— Excerpt provided —
/---

Why is advergaming coming to the fore as a way to engage potential consumers with a brand and/or product? Because it asks for interaction on the part of a user that will likely provide a positive and fun experience with that particular brand and/or product.

The Best of Both Worlds

As we’ve heard time and again, branding has traditionally been a "lean back" experience, a passive state of being awash in moods and tones tied to sound, motion, and images that all work in concert to elicit an emotional response from an audience that will connect with a given product or service.

Direct response has traditionally been more of a "lean forward" experience, especially in the online space, where an audience is asked to submit actively to a call to action.

Involvement Branding?, or Engagement Branding, brings these two ideas together, allowing for the rhetorical -- or as is often the case, kinetic -- exercise of convincing an individual that by interacting with a given product or service that individual will alter his or her relationship with the world around them in a positive, meaningful way while at the same time allowing that individual to satisfy the constructed need within the confines of the medium in which the advertising was encountered.

This kind of engagement leads to a deeper and potentially more meaningful relationship with a brand or product.

“The likelihood of someone recalling a product/brand and remembering key message points goes up when people have this kind of involvement,” says Yahoo’s Riemer. “David Aakers of the Haas Business School writes, ‘Because greater involvement and active participation make the Web considerably different from more conventional media, any impact is likely to be more intense. Learning is more likely to be remembered and to influence future behavior; active involvement is more likely to create a bond between the brand and the person.’”

\---

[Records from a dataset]
/---

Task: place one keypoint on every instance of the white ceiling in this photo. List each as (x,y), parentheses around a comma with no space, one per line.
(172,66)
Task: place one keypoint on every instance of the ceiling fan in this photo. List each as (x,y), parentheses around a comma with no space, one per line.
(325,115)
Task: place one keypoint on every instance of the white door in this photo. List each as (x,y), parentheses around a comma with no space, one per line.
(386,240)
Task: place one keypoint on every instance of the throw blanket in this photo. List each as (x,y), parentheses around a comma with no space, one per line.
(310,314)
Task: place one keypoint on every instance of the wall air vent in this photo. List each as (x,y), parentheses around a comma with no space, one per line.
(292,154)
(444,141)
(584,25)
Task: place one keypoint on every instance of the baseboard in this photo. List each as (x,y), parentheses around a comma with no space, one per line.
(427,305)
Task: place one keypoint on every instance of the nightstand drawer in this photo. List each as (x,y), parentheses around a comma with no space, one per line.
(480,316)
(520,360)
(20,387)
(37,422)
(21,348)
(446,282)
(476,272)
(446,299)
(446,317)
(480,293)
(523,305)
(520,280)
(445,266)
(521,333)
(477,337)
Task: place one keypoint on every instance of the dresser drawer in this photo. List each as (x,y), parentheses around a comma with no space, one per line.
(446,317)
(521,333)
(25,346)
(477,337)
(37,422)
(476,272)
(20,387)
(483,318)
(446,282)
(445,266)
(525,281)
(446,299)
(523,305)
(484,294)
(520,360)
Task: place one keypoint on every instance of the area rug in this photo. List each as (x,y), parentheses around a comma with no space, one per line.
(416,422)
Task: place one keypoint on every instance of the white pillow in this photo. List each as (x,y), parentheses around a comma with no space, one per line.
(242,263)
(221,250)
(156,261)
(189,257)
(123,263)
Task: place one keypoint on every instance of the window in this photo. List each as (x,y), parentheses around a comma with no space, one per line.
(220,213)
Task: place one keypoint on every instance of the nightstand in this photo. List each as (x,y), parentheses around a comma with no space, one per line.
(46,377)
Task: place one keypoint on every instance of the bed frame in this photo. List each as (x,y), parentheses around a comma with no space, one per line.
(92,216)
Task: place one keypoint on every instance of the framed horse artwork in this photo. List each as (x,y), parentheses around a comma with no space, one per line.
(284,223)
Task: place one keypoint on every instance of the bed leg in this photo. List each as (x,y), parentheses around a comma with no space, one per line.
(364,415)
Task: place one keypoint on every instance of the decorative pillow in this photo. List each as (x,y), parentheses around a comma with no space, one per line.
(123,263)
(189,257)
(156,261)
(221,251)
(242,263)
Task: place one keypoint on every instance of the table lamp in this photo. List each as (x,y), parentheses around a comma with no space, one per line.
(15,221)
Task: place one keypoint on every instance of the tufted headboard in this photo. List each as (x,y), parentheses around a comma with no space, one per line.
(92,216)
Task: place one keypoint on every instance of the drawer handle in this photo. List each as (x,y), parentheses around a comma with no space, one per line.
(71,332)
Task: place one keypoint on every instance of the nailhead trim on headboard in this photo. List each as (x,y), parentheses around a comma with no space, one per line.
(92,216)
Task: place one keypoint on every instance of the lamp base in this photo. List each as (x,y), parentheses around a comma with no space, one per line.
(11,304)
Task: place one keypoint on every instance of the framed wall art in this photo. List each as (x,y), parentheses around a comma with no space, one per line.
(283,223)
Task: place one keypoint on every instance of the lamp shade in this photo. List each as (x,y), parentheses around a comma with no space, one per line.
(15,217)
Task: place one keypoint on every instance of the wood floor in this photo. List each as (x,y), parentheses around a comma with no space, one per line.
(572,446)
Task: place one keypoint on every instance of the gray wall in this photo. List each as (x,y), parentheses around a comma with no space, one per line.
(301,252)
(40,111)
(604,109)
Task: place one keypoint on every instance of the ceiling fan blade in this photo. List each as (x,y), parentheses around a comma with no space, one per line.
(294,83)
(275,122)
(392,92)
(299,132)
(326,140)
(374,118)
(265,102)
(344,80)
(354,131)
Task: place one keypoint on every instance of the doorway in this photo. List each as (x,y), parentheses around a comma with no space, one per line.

\---

— What is asked —
1. Retype the passage of the advergaming excerpt between "Involvement Branding?, or" and "brand or product.", inclusive.
2. In the advergaming excerpt, what kind of experience has direct response traditionally been?
3. Proceed with the advergaming excerpt, picking up after its last sentence.

— Outputs in order —
1.
Involvement Branding?, or Engagement Branding, brings these two ideas together, allowing for the rhetorical -- or as is often the case, kinetic -- exercise of convincing an individual that by interacting with a given product or service that individual will alter his or her relationship with the world around them in a positive, meaningful way while at the same time allowing that individual to satisfy the constructed need within the confines of the medium in which the advertising was encountered.

This kind of engagement leads to a deeper and potentially more meaningful relationship with a brand or product.

2. A "lean forward" experience.

3.
Riemer and Aakers are not alone in their view, and it is a view that seems to make sense when looked at in the larger context of how it is that individuals come to understand their world around them. Mihaly Csikszentmihalyi, the former chairman of the Department of Psychology at the University of Chicago who developed the idea of the “flow experience” has seen his ideas become a staple in graduate marketing programs around the world, relatable as they are to marketing through engagement (not to mention his ideas were very popular in the early stages of the Web when site developers were trying to figure out how to create the best user experience in order to keep them coming back time and again). Those on the ground also see things in a similar light.

“If you can encourage interaction with a brand then that builds familiarity and increases the propensity to choose your brand over someone else’s,” states Treffiletti matter-of-factly.

Proceed With Caution

Not everyone in the industry is convinced that Involvement Branding? and the current efforts the idea has spawned are meaningful.

“The Internet enables someone to execute creative that can involve the user and then elicit the direct response, that’s all,” Koegel says, contrary to the popular belief du jour. “I am very cynical about online creative that gets people to play games – it makes sense for some types of companies but I think it’s dumb for others: Does the game really enhance the brand or just make it seem silly?”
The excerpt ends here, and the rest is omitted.